◆ **Exercise prompt**
Copy everything in the listing below from the line containing "Locate airplane above." down to the line containing "209, 91, 620, 212", adding 69 to every coordinate of the output boxes. Leave all other lines unchanged.

◆ **Data to use**
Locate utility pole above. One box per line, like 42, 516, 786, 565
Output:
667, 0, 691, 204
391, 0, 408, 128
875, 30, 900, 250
...
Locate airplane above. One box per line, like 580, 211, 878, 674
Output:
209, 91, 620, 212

◆ **Solution to the problem**
Locate airplane above. One box per line, like 580, 211, 878, 674
Output:
278, 160, 689, 281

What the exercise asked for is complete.